» Exercise aim
Extend the account of the Pacific Coast Railway below, continuing from the sentence about the Betteravia branch line.

» Extract provided
====================

The Pacific Coast Railway was a  narrow gauge railway on the Central Coast of California. The original 10-mile (16 km) link from San Luis Obispo to Avila Beach and Port Harford was later built southward to Santa Maria and Los Olivos, with branches to Sisquoc and Guadalupe.

Origins
The Santa Maria Valley of the central California coast was isolated by the Santa Lucia Range to the north and the Santa Inez Range to the south. El Camino Real traversed the difficult Cuesta Pass to reach San Francisco via the Salinas Valley or San Marcos Pass to reach Los Angeles via Santa Barbara. The  People's Wharf was built at Port Harford in 1869 to transfer freight and passengers from Pacific Coast Steamships Mohongo, Orizaba and Gypsy operating between San Francisco and San Diego. Goodall, Nelson and Perkins steamships Ventura and Constantine began weekly service to Port Harford in 1873; and Ah Louis built a horse-powered,  narrow gauge tramway in 1873 to transport passengers and freight between Port Harford and a wagon road at Avila Beach.

In 1875, Pacific Coast Steamship Company replaced the tram with the  narrow gauge steam-powered San Luis Obispo & Santa Maria Valley Railroad to San Luis Obispo. Operations began with ten boxcars and one coach pulled by a  called the "Avila" and a  called the "John Harford" built by Baldwin Locomotive Works. San Luis Obispo rail yard warehouses became a commercial center for inbound merchandise and outgoing shipments of hay, grain, dairy products, sheep and cattle. The rail line was extended from San Luis Obispo to Arroyo Grande in 1881 and to Santa Maria in 1882. Grant Locomotive Works built another  and two  locomotives to pull a fleet of 120 new flatcars.  A new  wharf at Port Harford was  wide with tracks extending the full length.

Reorganization
Oregon Improvement Company obtained controlling interest in the Pacific Coast Steamship Company in late 1882, reorganized the railroad as the Pacific Coast Railway, and extended the line to Los Alamos. The next project was to replace the heavy grade of the original tramway alignment with a deep rock cut and long fill. The line was then extended to Los Olivos in 1887. A fire in 1892 destroyed the San Luis Obispo car shops, grain warehouse, loaded freight cars, half of the railroad's passenger cars and all the cabooses while heavily damaging the station and freight warehouse. Operations were profitable enough to promptly repair the damage. Passenger traffic though Port Harford declined when Southern Pacific reached San Luis Obispo from San Francisco in 1894. Southern Pacific freight rates were high enough to keep most Santa Maria Valley freight on the steamboats; but the loss of passenger traffic put the Oregon Improvement Company into receivership. The reorganized railroad built a  branch line in 1899 from Santa Maria to a new Union Sugar Company beet refinery in Betteravia.

====================

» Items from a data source
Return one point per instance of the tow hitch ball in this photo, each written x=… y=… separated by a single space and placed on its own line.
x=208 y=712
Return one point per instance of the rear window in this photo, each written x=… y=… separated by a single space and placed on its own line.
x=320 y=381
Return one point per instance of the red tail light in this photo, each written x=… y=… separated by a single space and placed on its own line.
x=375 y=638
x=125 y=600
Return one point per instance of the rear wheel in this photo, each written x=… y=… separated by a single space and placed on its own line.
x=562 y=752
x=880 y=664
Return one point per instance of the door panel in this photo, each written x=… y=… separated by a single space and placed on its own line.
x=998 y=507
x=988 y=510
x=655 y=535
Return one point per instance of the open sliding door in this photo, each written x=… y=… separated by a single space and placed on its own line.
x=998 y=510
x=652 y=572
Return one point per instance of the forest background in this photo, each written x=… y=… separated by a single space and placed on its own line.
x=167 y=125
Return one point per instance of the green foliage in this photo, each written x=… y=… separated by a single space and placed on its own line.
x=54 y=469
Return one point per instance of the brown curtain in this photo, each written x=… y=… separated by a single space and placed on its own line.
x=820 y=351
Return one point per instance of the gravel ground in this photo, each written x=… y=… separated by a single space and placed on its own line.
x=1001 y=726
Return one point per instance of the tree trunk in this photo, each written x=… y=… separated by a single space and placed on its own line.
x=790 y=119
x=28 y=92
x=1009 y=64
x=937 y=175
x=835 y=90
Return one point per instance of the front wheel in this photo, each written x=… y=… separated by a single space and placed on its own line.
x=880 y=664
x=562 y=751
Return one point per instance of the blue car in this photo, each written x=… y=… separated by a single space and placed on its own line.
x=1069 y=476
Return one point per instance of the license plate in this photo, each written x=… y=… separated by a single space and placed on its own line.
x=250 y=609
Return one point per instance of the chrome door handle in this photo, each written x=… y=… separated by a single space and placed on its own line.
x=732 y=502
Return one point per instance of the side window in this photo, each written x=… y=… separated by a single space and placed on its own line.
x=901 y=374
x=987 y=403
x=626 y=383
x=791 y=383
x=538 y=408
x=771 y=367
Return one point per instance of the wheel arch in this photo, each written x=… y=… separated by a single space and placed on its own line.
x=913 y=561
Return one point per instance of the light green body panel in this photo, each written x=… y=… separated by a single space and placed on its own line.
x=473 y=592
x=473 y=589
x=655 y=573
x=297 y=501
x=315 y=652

====================

» Final answer
Boom years

The increased agricultural business was shortly overshadowed by discovery of oil in the Santa Maria Valley. By 1902 the railroad had converted its engines to burn oil and was strapping tanks from standard gauge cars onto their flatcars at the rate of ten per month. The railway's three 2-6-0 locomotives were inadequate to move all the oil to storage tanks near San Luis Bay. Five new Baldwin 2-8-0s were delivered by 1906 as the freight car fleet expanded to two hundred cars. The Betteravia branch was electrified in 1906 and extended to Guadalupe in 1909. Another electrified branch was built in 1910 to serve an oil refinery near Sisquoc. Three center-cab electric locomotives worked the branches with a center-door interurban car built by Cincinnati Car Company in 1912.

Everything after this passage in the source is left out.